▶ **Dataset entries**

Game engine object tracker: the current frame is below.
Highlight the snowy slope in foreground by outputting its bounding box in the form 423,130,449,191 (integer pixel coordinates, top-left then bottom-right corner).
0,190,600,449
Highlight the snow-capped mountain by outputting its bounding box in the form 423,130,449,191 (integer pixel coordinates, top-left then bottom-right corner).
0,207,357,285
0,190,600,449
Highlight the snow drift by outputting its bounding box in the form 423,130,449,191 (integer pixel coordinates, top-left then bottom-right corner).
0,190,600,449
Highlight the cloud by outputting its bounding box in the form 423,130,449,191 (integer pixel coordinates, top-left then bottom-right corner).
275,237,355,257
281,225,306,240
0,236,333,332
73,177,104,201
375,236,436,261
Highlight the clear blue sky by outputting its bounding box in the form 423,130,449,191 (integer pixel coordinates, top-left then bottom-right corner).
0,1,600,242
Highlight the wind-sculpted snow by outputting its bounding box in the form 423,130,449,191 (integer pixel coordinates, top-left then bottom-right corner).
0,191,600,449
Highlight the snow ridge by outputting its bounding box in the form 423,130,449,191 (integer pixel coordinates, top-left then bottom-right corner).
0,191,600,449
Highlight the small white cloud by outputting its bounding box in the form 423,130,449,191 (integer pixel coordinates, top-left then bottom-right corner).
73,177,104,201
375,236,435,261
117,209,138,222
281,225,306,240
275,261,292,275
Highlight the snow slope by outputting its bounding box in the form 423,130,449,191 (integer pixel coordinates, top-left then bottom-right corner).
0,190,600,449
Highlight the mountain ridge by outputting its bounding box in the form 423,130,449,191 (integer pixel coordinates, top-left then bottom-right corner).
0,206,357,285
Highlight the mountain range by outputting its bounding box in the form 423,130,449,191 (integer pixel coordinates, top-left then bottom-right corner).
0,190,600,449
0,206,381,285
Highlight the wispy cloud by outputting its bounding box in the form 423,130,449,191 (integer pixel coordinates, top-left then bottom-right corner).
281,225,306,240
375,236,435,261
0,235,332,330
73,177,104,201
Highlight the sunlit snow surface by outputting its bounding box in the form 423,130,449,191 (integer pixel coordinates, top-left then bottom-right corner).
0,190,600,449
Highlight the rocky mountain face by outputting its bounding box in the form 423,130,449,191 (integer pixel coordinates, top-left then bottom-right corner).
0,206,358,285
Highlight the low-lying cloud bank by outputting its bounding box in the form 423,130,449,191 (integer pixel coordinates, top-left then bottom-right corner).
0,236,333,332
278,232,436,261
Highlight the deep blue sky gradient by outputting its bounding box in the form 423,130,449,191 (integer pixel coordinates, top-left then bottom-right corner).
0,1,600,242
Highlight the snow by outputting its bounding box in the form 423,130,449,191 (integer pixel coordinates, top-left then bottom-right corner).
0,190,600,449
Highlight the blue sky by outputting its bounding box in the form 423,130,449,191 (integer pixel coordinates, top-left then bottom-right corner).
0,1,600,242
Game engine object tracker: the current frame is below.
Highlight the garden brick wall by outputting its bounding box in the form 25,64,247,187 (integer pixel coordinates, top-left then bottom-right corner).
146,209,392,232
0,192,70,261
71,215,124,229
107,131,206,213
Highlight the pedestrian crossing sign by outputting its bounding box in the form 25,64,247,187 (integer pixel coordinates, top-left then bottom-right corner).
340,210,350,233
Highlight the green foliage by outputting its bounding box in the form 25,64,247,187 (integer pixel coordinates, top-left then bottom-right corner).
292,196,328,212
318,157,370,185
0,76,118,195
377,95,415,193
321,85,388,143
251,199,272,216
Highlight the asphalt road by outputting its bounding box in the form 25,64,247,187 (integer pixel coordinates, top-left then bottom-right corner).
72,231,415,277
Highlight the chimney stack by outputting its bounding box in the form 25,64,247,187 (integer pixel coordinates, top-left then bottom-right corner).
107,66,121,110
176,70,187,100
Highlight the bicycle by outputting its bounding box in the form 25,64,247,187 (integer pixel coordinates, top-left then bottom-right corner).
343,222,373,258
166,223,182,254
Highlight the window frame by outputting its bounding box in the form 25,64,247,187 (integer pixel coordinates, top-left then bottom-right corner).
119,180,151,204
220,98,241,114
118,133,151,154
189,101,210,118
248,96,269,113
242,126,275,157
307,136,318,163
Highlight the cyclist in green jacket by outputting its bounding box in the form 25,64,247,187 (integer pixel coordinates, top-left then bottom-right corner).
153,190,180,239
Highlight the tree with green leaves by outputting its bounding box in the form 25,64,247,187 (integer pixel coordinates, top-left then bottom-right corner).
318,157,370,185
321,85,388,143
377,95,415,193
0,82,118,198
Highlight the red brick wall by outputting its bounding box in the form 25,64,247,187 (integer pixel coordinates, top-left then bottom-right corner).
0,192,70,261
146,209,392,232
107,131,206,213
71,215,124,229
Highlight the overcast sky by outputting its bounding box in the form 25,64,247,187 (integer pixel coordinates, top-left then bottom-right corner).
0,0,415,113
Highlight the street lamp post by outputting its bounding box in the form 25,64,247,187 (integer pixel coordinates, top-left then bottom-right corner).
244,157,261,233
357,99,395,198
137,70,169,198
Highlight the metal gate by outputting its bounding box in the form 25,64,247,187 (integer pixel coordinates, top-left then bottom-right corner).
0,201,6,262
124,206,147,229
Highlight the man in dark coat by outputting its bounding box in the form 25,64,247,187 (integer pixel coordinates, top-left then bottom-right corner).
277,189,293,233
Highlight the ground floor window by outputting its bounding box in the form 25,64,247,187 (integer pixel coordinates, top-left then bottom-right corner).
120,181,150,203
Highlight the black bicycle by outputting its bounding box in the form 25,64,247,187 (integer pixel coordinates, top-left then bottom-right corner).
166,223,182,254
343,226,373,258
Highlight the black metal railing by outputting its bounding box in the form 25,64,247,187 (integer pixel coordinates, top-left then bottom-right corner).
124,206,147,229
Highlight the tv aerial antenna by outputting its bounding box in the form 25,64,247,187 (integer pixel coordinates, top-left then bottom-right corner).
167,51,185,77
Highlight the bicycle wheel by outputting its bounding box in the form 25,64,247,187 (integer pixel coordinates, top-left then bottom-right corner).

▶ **Stated task**
Please copy the rows above verbatim, from the line with "Highlight the pedestrian" to the line with "72,231,415,277", including both of those lines.

▶ **Exercise answer**
Highlight the pedestrian crossing sign by outputting its bounding box in the form 25,64,247,187 (integer pixel coordinates, top-left then bottom-right corner).
340,210,350,233
Highlight the green foliage by outputting its bounding box in the form 25,64,247,187 (integer pixel coordinates, top-left then bottom-right corner).
292,196,328,212
318,157,370,185
0,76,118,195
377,95,415,193
321,85,388,143
251,199,272,216
Highlight the asphalt road by outputting its bounding box in the form 25,64,247,187 (integer pixel coordinates, top-left then bottom-right corner).
72,231,415,277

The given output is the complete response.